TASKS TO CARRY OUT –
(1) Write out the passage from the appeal decision excerpt from "The Appeal division finds that in" up to and including "of the CCRA.".
(2) According to the appeal decision excerpt, at whose request may the Board remove or modify special conditions such as the residency requirement?
(3) Summarize the appeal decision excerpt in two sentences.

SELECTED EXCERPT –

The Appeal division finds that in view of all of these factors, it was reasonable for the Board to be satisfied that you have a clear potential for future violent behavior to the extent that a residency condition is considered necessary to facilitate your reintegration.  The Appeal Division finds that it was reasonable for the Board to find that you had demonstrated a propensity for violence, and to be satisfied that you would present an undue risk to society by committing, before the expiration of your sentence according to law an offence set out in Schedule 1 or an offence under 467.11, 467.12 or 467.13 of the Criminal Code. In conclusion, the Appeal Division finds that the Board’s decision to impose a residency condition is reasonable, well supported and consistent with the decision-making criteria set out in subsection 133 (4.1) of the CCRA.

[13]  In closing, the Appeal Division reminded Mr. West that special conditions such as the residency requirement may be removed or modified by the Board as his situation in the community progresses upon a request from his Case Management Team (CMT).

MATERIAL SUPPLIED –

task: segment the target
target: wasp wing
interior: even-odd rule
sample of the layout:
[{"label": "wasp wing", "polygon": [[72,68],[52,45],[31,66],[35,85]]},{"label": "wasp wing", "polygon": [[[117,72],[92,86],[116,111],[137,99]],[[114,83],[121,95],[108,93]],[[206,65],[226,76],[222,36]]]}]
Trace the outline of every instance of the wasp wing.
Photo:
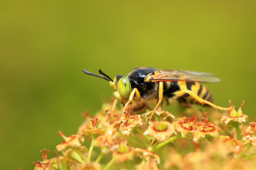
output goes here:
[{"label": "wasp wing", "polygon": [[160,72],[152,75],[152,82],[186,81],[200,82],[217,82],[220,79],[208,72],[182,70],[162,70]]}]

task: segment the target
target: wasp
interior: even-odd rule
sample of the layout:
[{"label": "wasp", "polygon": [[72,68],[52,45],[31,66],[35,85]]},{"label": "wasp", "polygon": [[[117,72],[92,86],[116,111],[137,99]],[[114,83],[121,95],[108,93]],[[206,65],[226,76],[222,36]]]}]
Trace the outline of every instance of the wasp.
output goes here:
[{"label": "wasp", "polygon": [[201,83],[213,83],[220,81],[212,73],[182,70],[159,70],[151,67],[136,68],[127,76],[118,75],[112,80],[100,69],[102,75],[83,70],[88,75],[102,78],[109,81],[114,89],[114,96],[125,103],[123,110],[136,98],[137,101],[158,100],[154,110],[150,112],[152,116],[164,99],[175,98],[180,103],[201,104],[216,109],[228,110],[213,103],[212,94]]}]

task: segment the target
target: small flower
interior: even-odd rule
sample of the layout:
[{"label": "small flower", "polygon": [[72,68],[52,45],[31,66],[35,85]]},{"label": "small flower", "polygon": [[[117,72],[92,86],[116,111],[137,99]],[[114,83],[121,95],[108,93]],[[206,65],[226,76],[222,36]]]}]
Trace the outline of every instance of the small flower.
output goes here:
[{"label": "small flower", "polygon": [[132,160],[135,153],[134,149],[129,147],[128,145],[127,140],[124,140],[120,142],[118,149],[112,152],[112,157],[116,158],[116,161],[122,162]]},{"label": "small flower", "polygon": [[84,140],[81,138],[78,135],[74,134],[66,137],[60,130],[58,134],[64,139],[64,141],[60,144],[56,146],[58,151],[62,151],[68,148],[78,147],[84,142]]},{"label": "small flower", "polygon": [[[84,155],[85,155],[88,151],[88,149],[84,146],[81,146],[75,149],[77,150],[77,151],[80,152]],[[67,150],[63,152],[63,155],[74,160],[77,160],[81,163],[83,163],[84,162],[81,156],[72,148]]]},{"label": "small flower", "polygon": [[125,136],[117,131],[116,128],[108,129],[103,135],[96,139],[96,145],[100,148],[101,152],[106,153],[113,152],[119,148],[120,143],[123,140]]},{"label": "small flower", "polygon": [[240,140],[234,138],[235,132],[231,135],[220,136],[220,141],[225,146],[228,151],[231,153],[239,153],[244,147],[244,144]]},{"label": "small flower", "polygon": [[194,135],[194,126],[196,122],[196,117],[193,116],[192,118],[183,117],[172,123],[175,130],[180,132],[182,137],[184,137],[187,133],[191,133]]},{"label": "small flower", "polygon": [[91,120],[92,128],[91,129],[85,129],[81,133],[82,136],[84,136],[85,135],[90,142],[92,141],[92,138],[95,139],[99,135],[104,134],[105,132],[105,130],[96,127],[96,124],[97,120],[98,119],[97,118]]},{"label": "small flower", "polygon": [[198,142],[198,139],[204,138],[208,135],[212,137],[218,137],[219,136],[218,131],[220,130],[220,128],[216,126],[212,123],[208,121],[209,113],[207,112],[205,113],[205,115],[202,116],[202,122],[197,122],[195,128],[194,138],[193,141]]},{"label": "small flower", "polygon": [[246,143],[251,142],[254,149],[256,149],[256,123],[250,123],[250,126],[243,131],[243,141]]},{"label": "small flower", "polygon": [[173,126],[166,121],[149,122],[149,126],[144,132],[144,135],[153,136],[159,142],[169,139],[175,132]]},{"label": "small flower", "polygon": [[120,125],[120,131],[123,135],[130,136],[131,132],[136,126],[143,125],[142,120],[141,118],[141,115],[136,115],[131,118],[125,114],[126,119],[124,119]]},{"label": "small flower", "polygon": [[84,162],[81,165],[79,168],[74,168],[71,170],[100,170],[100,165],[95,162]]},{"label": "small flower", "polygon": [[236,110],[236,107],[232,105],[231,101],[229,100],[229,102],[232,107],[230,115],[223,117],[221,118],[221,121],[226,124],[230,122],[238,122],[239,123],[243,123],[247,122],[248,120],[248,116],[243,114],[241,109],[242,106],[245,104],[244,100],[243,101],[243,103],[237,112]]},{"label": "small flower", "polygon": [[46,151],[46,154],[45,154],[45,150],[46,149],[44,149],[44,153],[42,150],[40,150],[42,156],[43,157],[43,161],[40,161],[38,160],[36,163],[35,162],[33,162],[36,167],[34,170],[49,170],[50,168],[51,169],[56,170],[57,169],[57,162],[56,162],[56,159],[55,158],[47,159],[47,155],[48,152],[50,152],[49,150]]},{"label": "small flower", "polygon": [[[148,150],[147,149],[141,149],[137,148],[135,150],[140,153],[140,158],[142,158],[142,156],[148,162],[152,162],[157,164],[160,162],[160,157],[157,155],[153,152]],[[142,153],[141,155],[141,154]]]}]

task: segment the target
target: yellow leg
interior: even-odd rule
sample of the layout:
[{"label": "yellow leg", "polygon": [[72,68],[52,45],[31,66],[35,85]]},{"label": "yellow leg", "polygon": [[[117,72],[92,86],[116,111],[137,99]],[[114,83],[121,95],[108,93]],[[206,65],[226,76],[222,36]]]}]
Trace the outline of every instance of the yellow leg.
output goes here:
[{"label": "yellow leg", "polygon": [[136,94],[136,98],[137,99],[137,100],[138,101],[140,101],[140,100],[141,100],[141,94],[138,92],[138,89],[136,88],[134,88],[130,94],[130,96],[129,97],[129,100],[126,102],[126,103],[125,103],[125,105],[123,107],[122,118],[123,118],[123,113],[125,112],[125,108],[126,108],[129,103],[130,103],[132,101],[133,101],[135,94]]},{"label": "yellow leg", "polygon": [[145,113],[143,114],[143,115],[145,115],[146,119],[147,119],[147,116],[148,115],[151,114],[150,116],[148,117],[148,118],[151,119],[154,114],[156,112],[156,111],[157,109],[157,108],[160,106],[162,100],[163,100],[163,93],[164,92],[164,82],[159,82],[159,95],[158,95],[158,98],[159,100],[156,105],[155,107],[155,108],[153,110],[148,112],[147,113]]},{"label": "yellow leg", "polygon": [[222,108],[221,107],[216,106],[213,103],[210,102],[208,101],[202,99],[202,98],[200,98],[199,96],[196,95],[192,91],[189,90],[183,90],[179,91],[177,91],[177,92],[176,92],[174,93],[174,94],[176,95],[176,98],[181,97],[185,93],[187,93],[190,96],[192,96],[192,98],[193,98],[197,100],[197,101],[198,102],[199,102],[200,103],[201,103],[202,105],[203,104],[206,104],[210,105],[211,106],[213,107],[215,109],[220,109],[221,110],[230,110],[232,109],[232,107],[225,108]]}]

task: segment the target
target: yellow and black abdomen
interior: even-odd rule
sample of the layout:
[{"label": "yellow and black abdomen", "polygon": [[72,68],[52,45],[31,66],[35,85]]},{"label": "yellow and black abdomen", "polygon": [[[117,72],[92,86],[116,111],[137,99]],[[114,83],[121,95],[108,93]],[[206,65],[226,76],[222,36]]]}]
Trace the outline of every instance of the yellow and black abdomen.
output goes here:
[{"label": "yellow and black abdomen", "polygon": [[[200,98],[212,102],[213,101],[212,94],[208,89],[198,82],[185,81],[165,82],[164,85],[164,96],[165,98],[171,98],[175,96],[173,94],[174,92],[186,90],[192,91]],[[196,100],[187,93],[185,93],[178,98],[177,100],[182,103],[198,103]]]}]

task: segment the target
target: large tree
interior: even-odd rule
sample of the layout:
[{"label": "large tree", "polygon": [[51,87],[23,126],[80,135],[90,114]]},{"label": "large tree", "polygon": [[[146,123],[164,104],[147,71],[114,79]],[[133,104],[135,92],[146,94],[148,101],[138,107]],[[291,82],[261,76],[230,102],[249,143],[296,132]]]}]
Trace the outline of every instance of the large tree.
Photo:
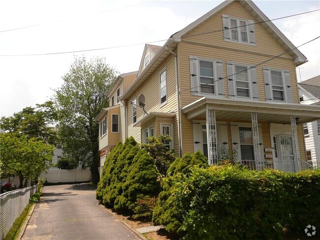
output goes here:
[{"label": "large tree", "polygon": [[59,134],[64,151],[90,167],[92,180],[99,181],[98,126],[95,121],[108,105],[106,93],[116,71],[99,58],[75,57],[62,86],[55,90]]},{"label": "large tree", "polygon": [[1,135],[0,162],[7,173],[19,176],[19,188],[27,180],[36,181],[40,174],[50,167],[54,147],[38,138],[28,138],[16,133]]},{"label": "large tree", "polygon": [[52,126],[56,118],[53,102],[48,101],[37,104],[35,107],[25,107],[13,116],[1,117],[0,128],[7,133],[25,135],[28,138],[36,138],[54,144],[56,142],[56,131]]}]

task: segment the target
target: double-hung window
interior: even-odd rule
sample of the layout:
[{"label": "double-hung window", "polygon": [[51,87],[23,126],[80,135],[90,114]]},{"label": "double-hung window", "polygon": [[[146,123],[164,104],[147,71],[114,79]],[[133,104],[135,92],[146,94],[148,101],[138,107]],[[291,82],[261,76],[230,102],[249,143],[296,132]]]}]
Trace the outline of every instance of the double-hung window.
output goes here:
[{"label": "double-hung window", "polygon": [[215,94],[215,69],[212,61],[199,60],[200,91]]},{"label": "double-hung window", "polygon": [[165,69],[160,73],[159,76],[160,85],[160,105],[164,104],[167,102],[167,76],[166,70]]},{"label": "double-hung window", "polygon": [[148,128],[147,129],[145,129],[144,131],[144,142],[145,143],[147,143],[147,138],[148,137],[150,137],[154,136],[153,134],[153,127],[151,126]]},{"label": "double-hung window", "polygon": [[132,123],[134,123],[137,121],[137,100],[134,99],[132,101]]},{"label": "double-hung window", "polygon": [[119,97],[120,96],[120,88],[118,88],[117,90],[117,103],[119,103]]},{"label": "double-hung window", "polygon": [[234,65],[236,96],[251,98],[249,77],[247,67]]},{"label": "double-hung window", "polygon": [[285,101],[285,88],[282,71],[270,70],[273,100]]},{"label": "double-hung window", "polygon": [[107,132],[107,117],[100,122],[100,137],[101,137]]},{"label": "double-hung window", "polygon": [[246,21],[230,18],[231,39],[240,42],[248,43],[248,25]]},{"label": "double-hung window", "polygon": [[150,62],[150,54],[148,53],[144,58],[144,67],[146,68]]},{"label": "double-hung window", "polygon": [[119,115],[112,114],[112,133],[119,133]]}]

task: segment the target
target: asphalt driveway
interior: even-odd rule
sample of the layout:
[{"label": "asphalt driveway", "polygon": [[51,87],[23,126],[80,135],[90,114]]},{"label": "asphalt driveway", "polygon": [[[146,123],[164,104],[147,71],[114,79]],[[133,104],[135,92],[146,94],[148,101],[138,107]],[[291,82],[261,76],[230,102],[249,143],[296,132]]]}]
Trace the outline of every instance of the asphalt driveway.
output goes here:
[{"label": "asphalt driveway", "polygon": [[22,239],[139,239],[98,205],[93,186],[48,186],[42,193]]}]

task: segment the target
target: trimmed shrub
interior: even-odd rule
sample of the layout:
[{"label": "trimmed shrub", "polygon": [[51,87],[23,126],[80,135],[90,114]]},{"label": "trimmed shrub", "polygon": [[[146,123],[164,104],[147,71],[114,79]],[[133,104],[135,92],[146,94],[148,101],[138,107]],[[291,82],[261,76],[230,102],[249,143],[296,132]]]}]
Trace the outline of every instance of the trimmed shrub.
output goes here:
[{"label": "trimmed shrub", "polygon": [[172,181],[176,177],[188,175],[194,166],[199,168],[208,166],[207,158],[200,151],[192,154],[186,153],[182,158],[176,158],[171,165],[167,171],[166,177],[161,181],[163,190],[159,194],[157,206],[154,210],[152,216],[154,224],[164,225],[168,232],[179,233],[179,228],[182,222],[177,215],[177,208],[173,202],[174,200],[172,195]]},{"label": "trimmed shrub", "polygon": [[167,202],[174,214],[166,217],[174,217],[163,224],[192,240],[278,239],[284,229],[303,234],[307,225],[320,224],[320,170],[194,167],[173,177]]},{"label": "trimmed shrub", "polygon": [[160,187],[157,181],[158,176],[159,172],[152,158],[145,149],[140,150],[128,168],[128,176],[122,184],[123,192],[117,204],[115,205],[115,209],[133,211],[138,198],[158,194]]},{"label": "trimmed shrub", "polygon": [[168,150],[164,144],[172,138],[169,135],[160,135],[147,138],[147,143],[142,143],[141,148],[145,149],[153,158],[156,168],[162,175],[165,175],[170,165],[174,161],[175,156],[173,150]]}]

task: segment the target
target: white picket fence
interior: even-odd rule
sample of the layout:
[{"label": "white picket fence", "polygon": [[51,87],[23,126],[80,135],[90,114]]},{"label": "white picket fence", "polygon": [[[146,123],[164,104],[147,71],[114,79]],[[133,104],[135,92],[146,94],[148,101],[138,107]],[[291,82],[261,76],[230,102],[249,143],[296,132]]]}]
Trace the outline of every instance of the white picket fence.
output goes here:
[{"label": "white picket fence", "polygon": [[0,240],[4,238],[37,190],[36,184],[0,194]]},{"label": "white picket fence", "polygon": [[40,176],[43,181],[48,182],[80,182],[90,180],[89,169],[50,169]]}]

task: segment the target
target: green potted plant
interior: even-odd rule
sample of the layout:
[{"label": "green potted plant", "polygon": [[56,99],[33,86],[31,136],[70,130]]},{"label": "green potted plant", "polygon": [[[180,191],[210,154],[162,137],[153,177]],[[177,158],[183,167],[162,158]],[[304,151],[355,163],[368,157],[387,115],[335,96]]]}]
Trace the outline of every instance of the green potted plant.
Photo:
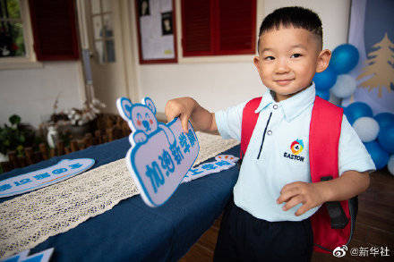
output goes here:
[{"label": "green potted plant", "polygon": [[8,160],[5,156],[8,151],[16,151],[18,156],[23,156],[23,148],[33,147],[36,140],[39,139],[31,126],[21,123],[21,116],[13,114],[8,121],[10,125],[4,123],[4,127],[0,127],[0,159],[3,157],[3,161]]}]

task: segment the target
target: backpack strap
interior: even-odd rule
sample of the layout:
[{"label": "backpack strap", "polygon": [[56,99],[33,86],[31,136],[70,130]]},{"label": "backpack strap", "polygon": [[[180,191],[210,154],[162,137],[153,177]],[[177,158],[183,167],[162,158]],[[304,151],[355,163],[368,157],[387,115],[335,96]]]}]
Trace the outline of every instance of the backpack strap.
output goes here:
[{"label": "backpack strap", "polygon": [[[338,177],[342,116],[342,108],[316,97],[309,130],[309,160],[313,182]],[[347,243],[350,237],[350,215],[348,201],[327,202],[323,206],[326,208],[320,208],[311,217],[311,222],[315,245],[327,251],[335,249],[338,242]],[[325,243],[336,243],[336,246],[327,247]]]},{"label": "backpack strap", "polygon": [[241,151],[240,160],[246,153],[246,149],[251,140],[252,134],[253,133],[254,127],[256,126],[259,114],[255,114],[254,111],[261,102],[261,97],[250,100],[244,107],[242,113],[242,127],[241,127]]},{"label": "backpack strap", "polygon": [[[309,129],[309,160],[313,182],[338,177],[338,147],[343,109],[316,97]],[[312,152],[312,154],[311,154]]]}]

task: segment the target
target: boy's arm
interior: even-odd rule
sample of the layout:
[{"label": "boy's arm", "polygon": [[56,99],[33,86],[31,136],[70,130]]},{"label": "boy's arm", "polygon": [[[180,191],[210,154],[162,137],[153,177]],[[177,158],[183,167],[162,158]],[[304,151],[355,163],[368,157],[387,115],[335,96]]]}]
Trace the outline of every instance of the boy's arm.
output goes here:
[{"label": "boy's arm", "polygon": [[342,201],[364,192],[368,189],[370,177],[368,172],[346,171],[337,179],[308,183],[296,182],[285,185],[277,200],[278,204],[287,202],[283,210],[287,211],[303,203],[296,212],[301,216],[311,208],[328,201]]},{"label": "boy's arm", "polygon": [[184,131],[187,132],[187,121],[192,121],[196,130],[218,133],[215,114],[209,112],[192,97],[171,99],[166,105],[166,115],[168,122],[179,116]]}]

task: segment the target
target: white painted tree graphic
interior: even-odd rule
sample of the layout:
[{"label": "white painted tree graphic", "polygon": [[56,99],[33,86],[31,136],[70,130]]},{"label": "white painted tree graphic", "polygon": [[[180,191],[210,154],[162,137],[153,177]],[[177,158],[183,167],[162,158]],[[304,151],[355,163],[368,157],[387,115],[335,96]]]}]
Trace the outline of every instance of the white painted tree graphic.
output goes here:
[{"label": "white painted tree graphic", "polygon": [[384,34],[381,42],[373,46],[378,48],[368,54],[369,59],[363,72],[357,77],[360,80],[365,76],[373,75],[362,82],[360,87],[368,88],[368,91],[379,88],[379,97],[381,97],[381,90],[386,88],[389,92],[394,90],[394,44],[389,39],[387,33]]}]

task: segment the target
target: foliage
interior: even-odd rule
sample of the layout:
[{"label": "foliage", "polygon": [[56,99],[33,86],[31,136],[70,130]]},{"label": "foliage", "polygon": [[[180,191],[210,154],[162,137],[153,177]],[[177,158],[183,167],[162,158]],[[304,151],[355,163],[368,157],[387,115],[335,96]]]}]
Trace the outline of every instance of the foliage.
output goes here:
[{"label": "foliage", "polygon": [[21,123],[19,115],[13,114],[8,121],[11,125],[4,123],[4,127],[0,127],[1,153],[5,155],[8,151],[15,150],[18,156],[23,156],[23,148],[33,147],[42,141],[29,125]]}]

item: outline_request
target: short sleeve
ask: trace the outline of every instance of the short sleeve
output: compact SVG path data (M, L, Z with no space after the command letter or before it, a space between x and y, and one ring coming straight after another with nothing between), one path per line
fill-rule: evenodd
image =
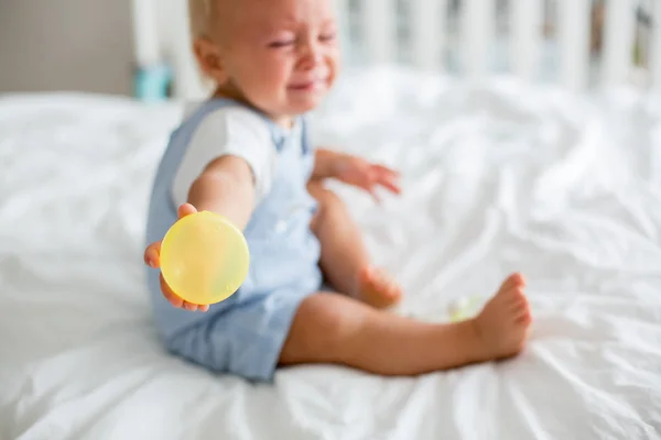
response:
M277 151L262 117L239 107L209 113L197 127L173 180L175 206L185 204L193 182L204 168L221 156L245 160L254 179L254 199L259 204L271 189Z

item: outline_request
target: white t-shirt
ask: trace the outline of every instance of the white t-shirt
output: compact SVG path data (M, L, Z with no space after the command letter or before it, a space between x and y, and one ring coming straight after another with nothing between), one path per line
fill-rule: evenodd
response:
M207 114L193 133L172 185L175 206L186 202L193 182L204 168L225 155L248 163L254 179L256 205L263 199L271 189L278 160L269 127L249 109L224 107Z

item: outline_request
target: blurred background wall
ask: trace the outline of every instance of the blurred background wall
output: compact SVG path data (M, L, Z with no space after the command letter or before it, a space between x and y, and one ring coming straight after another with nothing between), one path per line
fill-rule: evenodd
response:
M0 92L131 94L131 0L0 0Z

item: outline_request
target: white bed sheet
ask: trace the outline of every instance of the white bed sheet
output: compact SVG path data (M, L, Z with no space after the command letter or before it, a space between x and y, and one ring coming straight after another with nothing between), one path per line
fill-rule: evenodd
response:
M269 386L154 336L142 228L181 107L0 99L0 439L661 439L659 102L345 78L315 138L403 173L380 207L336 187L405 287L397 312L443 321L522 271L532 339L503 363L305 366Z

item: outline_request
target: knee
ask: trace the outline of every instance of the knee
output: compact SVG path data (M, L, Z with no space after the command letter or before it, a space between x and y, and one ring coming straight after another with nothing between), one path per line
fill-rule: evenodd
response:
M281 352L282 364L301 362L338 362L356 321L337 294L316 294L300 306Z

RESPONSES –
(1)
The Appeal division finds that in view of all of these factors, it was reasonable for the Board to be satisfied that you have a clear potential for future violent behavior to the extent that a residency condition is considered necessary to facilitate your reintegration.  The Appeal Division finds that it was reasonable for the Board to find that you had demonstrated a propensity for violence, and to be satisfied that you would present an undue risk to society by committing, before the expiration of your sentence according to law an offence set out in Schedule 1 or an offence under 467.11, 467.12 or 467.13 of the Criminal Code. In conclusion, the Appeal Division finds that the Board’s decision to impose a residency condition is reasonable, well supported and consistent with the decision-making criteria set out in subsection 133 (4.1) of the CCRA.

(2) At the request of Mr. West's Case Management Team (CMT).

(3) The Appeal Division found the Board's decision to impose a residency condition reasonable, well supported and consistent with subsection 133 (4.1) of the CCRA, given the Board's findings of a propensity for violence and an undue risk to society. It also reminded Mr. West that the Board may remove or modify such special conditions as his situation in the community progresses, upon a request from his Case Management Team.